Texto de leitura.
------------------------------

Dia cinco

Lembro-me tanto desse dia... Como me esquecer? Era aniversário do meu irmão em um haras, há muito tempo. Eu contava uns dez anos. Foi a primeira vez em que tive contato direto e vim a saber realmente o que era a morte, como era morrer, como era ver alguém morrendo – e não poder fazer nada.

Senti a dor da perda, e ainda no meu conflito interior, na minha cabeça de criança, eu buscava compreender alguma coisa, e digo: não pude. Eu não fazia a mínima ideia de como era morrer, e eu via à minha frente alguém agonizando, sufocando, agarrando-se no último fio da vida. Eu sabia que todos iríamos embora um dia, mas não compreendia porquê nem como – e ainda não compreendo, mas aceito – e compreendia menos ainda aquele vazio instantâneo que me tomava pouco a pouco. É isso que a morte nos deixa? Esse vazio? E agora?

------------------------------

Dados apresentados.
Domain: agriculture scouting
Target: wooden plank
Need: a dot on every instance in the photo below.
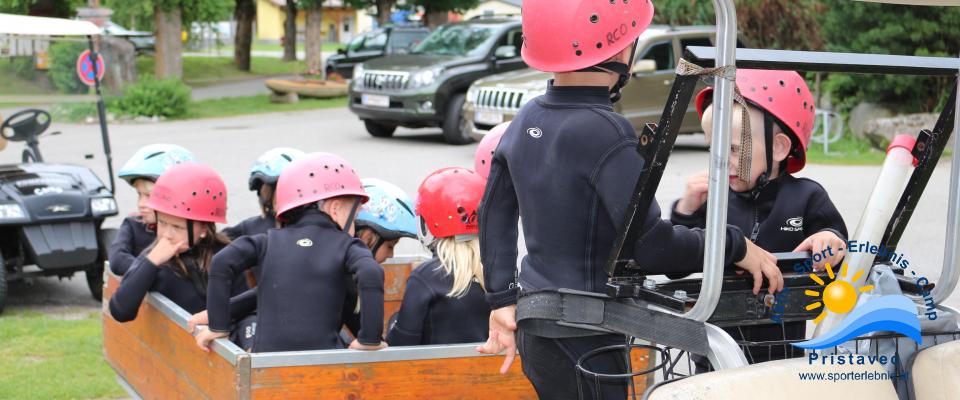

------------------------------

Tarefa proposta.
Reproduza o texto de leitura inteiro, sem mudar uma palavra.

Resposta escrita.
Dia cinco

Lembro-me tanto desse dia... Como me esquecer? Era aniversário do meu irmão em um haras, há muito tempo. Eu contava uns dez anos. Foi a primeira vez em que tive contato direto e vim a saber realmente o que era a morte, como era morrer, como era ver alguém morrendo – e não poder fazer nada.

Senti a dor da perda, e ainda no meu conflito interior, na minha cabeça de criança, eu buscava compreender alguma coisa, e digo: não pude. Eu não fazia a mínima ideia de como era morrer, e eu via à minha frente alguém agonizando, sufocando, agarrando-se no último fio da vida. Eu sabia que todos iríamos embora um dia, mas não compreendia porquê nem como – e ainda não compreendo, mas aceito – e compreendia menos ainda aquele vazio instantâneo que me tomava pouco a pouco. É isso que a morte nos deixa? Esse vazio? E agora?